映画のCMをよく見た。映画自体は見たいと思いつつ、見る機会を逸していた。本屋で目に飛び込んできた。長崎出身で好色一代男の名を持つ横道世之介。大学で東京に出てくる。映画では高良健吾がやっていた。何となくその映像が浮かぶ。世之介の大学生活、偶然知り合った二人とサンバ部に入り、紹介されたホテルの夜勤のバイト。突然、その仲間の一人の時を越えた世界が描かれる。まわりを何となく幸せにする。でたらめでいい加減で、それでいてふと思い出してしまうような。青春小説なのだなあ。何だかいいなあ。こんな感じあったなあ。そうだよなあ、と☆☆☆☆ほ。映画、見てみたいなあ。
池井戸の銀行シリーズ。東京第一銀行長原支店。東急池上線沿線の支店が舞台。大田区の住宅街で老舗の支店ではあるが、花形支店からはほど遠い。そこを舞台に、高卒の副支店長、同期トップから滑り落ちた融資課員、営業課の女子行員とその上司…と多くの行員が描かれていく。その中で、事件が、人生が、家族が描かれていく。少々やるせない、重苦しい。これほどなのかと疲れてくる。百万円紛失事件、それを追う人物、追い詰められる行員、エース行員の課長補佐、さまざまな人物が錯綜し、銀行という社会のルールの中で動き、追い詰められていく。ああしんど。そして謎がとけていく。☆☆☆☆かな。

━━━━

- _課題の指示_:
上の読書感想の文章に続けて、最後の文の後から書き足しなさい。

- _記録データ_:

━━━━

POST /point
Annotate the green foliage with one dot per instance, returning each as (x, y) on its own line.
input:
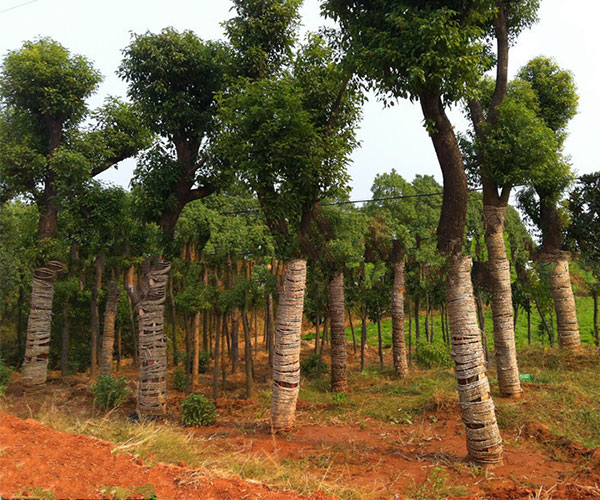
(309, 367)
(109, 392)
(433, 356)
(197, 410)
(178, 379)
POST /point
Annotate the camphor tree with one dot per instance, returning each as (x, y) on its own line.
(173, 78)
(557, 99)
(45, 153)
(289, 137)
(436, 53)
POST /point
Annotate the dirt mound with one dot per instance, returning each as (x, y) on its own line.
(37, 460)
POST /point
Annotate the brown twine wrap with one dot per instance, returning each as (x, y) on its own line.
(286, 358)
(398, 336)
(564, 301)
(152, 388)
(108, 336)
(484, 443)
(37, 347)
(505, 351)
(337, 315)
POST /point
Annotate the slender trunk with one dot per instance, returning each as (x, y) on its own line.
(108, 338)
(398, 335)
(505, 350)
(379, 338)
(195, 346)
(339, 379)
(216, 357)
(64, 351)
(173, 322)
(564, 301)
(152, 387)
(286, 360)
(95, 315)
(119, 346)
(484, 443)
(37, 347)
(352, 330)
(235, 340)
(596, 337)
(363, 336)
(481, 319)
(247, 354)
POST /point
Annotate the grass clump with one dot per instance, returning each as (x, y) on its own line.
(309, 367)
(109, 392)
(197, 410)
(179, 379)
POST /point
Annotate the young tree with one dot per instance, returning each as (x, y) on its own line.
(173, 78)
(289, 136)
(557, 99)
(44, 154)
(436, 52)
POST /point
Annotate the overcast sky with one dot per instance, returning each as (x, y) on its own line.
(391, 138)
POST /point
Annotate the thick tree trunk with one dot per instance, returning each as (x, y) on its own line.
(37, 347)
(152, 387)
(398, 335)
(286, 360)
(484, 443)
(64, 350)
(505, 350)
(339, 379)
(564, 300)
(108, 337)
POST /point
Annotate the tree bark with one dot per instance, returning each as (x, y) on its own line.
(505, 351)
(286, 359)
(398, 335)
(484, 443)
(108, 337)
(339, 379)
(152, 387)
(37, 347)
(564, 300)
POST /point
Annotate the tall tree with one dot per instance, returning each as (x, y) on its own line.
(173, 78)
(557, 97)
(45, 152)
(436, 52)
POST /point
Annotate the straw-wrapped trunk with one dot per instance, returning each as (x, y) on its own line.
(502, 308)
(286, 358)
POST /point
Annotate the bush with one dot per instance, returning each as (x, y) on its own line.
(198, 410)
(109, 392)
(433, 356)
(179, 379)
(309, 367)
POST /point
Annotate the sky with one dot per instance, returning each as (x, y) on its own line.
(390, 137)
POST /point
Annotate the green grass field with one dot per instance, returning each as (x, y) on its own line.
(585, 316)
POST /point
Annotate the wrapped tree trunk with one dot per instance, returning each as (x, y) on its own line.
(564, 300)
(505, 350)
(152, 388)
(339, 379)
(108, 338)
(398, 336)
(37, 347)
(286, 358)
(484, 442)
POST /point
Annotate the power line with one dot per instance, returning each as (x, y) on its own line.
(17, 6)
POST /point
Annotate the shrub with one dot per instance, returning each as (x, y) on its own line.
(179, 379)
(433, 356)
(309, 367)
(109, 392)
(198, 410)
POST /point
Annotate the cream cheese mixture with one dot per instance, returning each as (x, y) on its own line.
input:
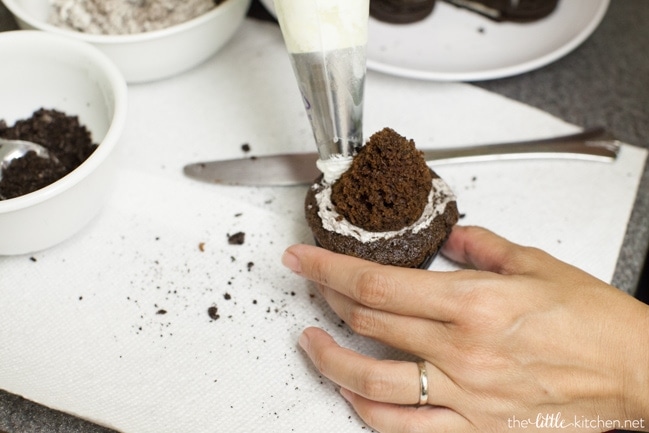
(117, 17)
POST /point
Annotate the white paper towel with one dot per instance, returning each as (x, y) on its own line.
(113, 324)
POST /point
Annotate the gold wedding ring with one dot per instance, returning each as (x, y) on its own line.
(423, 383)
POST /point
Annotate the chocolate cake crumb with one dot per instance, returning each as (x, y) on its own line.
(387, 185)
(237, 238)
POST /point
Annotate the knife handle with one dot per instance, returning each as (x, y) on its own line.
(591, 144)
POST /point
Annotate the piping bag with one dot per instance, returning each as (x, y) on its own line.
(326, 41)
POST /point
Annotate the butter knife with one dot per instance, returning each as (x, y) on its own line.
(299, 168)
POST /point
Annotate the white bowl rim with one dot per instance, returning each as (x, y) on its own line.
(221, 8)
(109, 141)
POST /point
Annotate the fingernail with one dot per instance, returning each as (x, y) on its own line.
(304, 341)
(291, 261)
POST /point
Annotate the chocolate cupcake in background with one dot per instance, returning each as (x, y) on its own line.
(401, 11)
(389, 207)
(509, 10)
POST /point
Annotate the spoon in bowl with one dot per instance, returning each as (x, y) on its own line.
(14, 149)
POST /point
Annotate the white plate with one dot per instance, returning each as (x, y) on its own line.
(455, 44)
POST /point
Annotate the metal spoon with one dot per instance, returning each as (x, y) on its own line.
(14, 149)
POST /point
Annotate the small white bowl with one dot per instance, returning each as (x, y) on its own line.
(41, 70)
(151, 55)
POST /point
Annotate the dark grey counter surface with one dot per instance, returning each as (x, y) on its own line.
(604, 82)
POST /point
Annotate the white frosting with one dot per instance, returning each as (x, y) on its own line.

━━━━

- _解答欄_:
『冬のフロスト』を読み終える頃のこと、本屋で表紙にひかれて手に取った。フロストシリーズのカバーイラストを担当する村上かつみのデザインで。イギリス・ロンドンの高級住宅地ハムステッドの刑事が主人公。ロシアの富豪が自宅で死体で発見される。自殺か。捜査にあたったベルシーはその高級住宅に入り込む。破産寸前、問題を抱えたベルシーは富豪の金に狙いをつける。敏腕刑事で、私生活は破綻。それが富豪の死とそれに連動するいくつもの事件の謎を追っていく。フロストシリーズとは全く違う、異質な警察物。イギリス社会を垣間見ることができるということで☆☆☆ほ。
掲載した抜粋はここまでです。